[Start of Attachment]
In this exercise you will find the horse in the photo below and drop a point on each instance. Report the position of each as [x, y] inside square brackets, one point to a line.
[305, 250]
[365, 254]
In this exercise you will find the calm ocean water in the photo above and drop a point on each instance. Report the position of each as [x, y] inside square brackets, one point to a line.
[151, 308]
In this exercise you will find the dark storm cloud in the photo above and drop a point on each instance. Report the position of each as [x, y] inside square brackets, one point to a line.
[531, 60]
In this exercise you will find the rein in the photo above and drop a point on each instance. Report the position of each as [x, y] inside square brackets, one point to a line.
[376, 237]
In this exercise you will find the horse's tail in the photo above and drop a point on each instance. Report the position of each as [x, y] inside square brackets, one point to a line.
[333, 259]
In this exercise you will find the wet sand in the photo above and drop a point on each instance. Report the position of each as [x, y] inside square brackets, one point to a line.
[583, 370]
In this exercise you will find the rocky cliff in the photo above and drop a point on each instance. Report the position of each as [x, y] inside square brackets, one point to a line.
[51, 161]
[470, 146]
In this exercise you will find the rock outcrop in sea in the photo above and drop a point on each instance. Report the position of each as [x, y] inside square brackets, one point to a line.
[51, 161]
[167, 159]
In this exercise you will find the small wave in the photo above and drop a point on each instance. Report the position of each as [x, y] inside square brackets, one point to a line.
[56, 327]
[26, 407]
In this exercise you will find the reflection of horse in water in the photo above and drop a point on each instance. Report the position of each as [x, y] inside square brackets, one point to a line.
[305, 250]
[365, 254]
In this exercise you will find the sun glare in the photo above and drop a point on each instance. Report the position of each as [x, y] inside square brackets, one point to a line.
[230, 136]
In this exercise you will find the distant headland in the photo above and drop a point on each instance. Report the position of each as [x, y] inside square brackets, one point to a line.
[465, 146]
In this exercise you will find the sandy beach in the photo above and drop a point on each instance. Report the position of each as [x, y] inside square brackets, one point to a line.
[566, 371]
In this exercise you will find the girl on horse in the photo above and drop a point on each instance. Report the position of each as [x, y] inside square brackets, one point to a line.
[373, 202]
[End of Attachment]
Each line above must be retyped exactly.

= Task output =
In this exercise you will find the horse in the photo below and drop a point on each instance. Report the position of each as [x, y] inside square brackets, one point to a line.
[305, 250]
[365, 254]
In this exercise you will find the calm ocean water in the photo above and drop a point on each instance. Report the position of each as [x, y] inside square brackets, one point to a line.
[151, 308]
In this exercise you will find the dark storm cloud in the photo above and drop a point on each instance. Report the position of each as [x, y] inside square brackets, one point to a line.
[531, 60]
In this exercise you will find the rein in the photo above and drop a point on each instance. Report the position of each as [x, y] inside square brackets, one point to a line.
[376, 237]
In this exercise you will find the horse's tail in the photo above and drop a point on each instance. Report the position of each as [x, y] inside square brackets, one point to a line.
[333, 259]
In this exercise you will find the wet sand in the photo above and drop a point on each instance. Report the position of each as [x, y] inside square brackets, one point to a line.
[583, 370]
In this exercise you will find the rocky cliff in the photo above and drop a point on each instance. Report the position of each as [x, y] inside square brackets, one point to a line.
[51, 161]
[470, 146]
In this exercise you will find the rock outcrop in sea in the photo above and drop a point on each instance. Report the position of each as [x, y] inside square brackets, one point to a line.
[51, 161]
[167, 159]
In this exercise you will find the small wave in the photo above and drop a point on each instance. Report the position of each as [x, y] inside square brackets, one point to a line.
[56, 327]
[26, 407]
In this exercise you will find the reflection of horse in water in the photo above and drop a point on each instance. Report the position of each as [x, y] inside square brackets, one point to a line.
[305, 250]
[365, 254]
In this exercise you will find the sun glare in the photo above and drop a point on each instance. Report the position of each as [x, y] inside square brackets, one point to a line.
[230, 136]
In this exercise you will find the distant headland in the photo above and drop a point on each instance. Report the position of each as [x, y] inside square brackets, one point to a line.
[465, 146]
In this exercise you will find the sandy beach in the photo above and drop a point on each instance. Report the position of each as [x, y] inside square brackets, one point to a line.
[566, 371]
In this exercise you will find the girl on horse in the photo above and drop a point on each instance. Report the position of each as [x, y] inside square brackets, one point to a line.
[373, 202]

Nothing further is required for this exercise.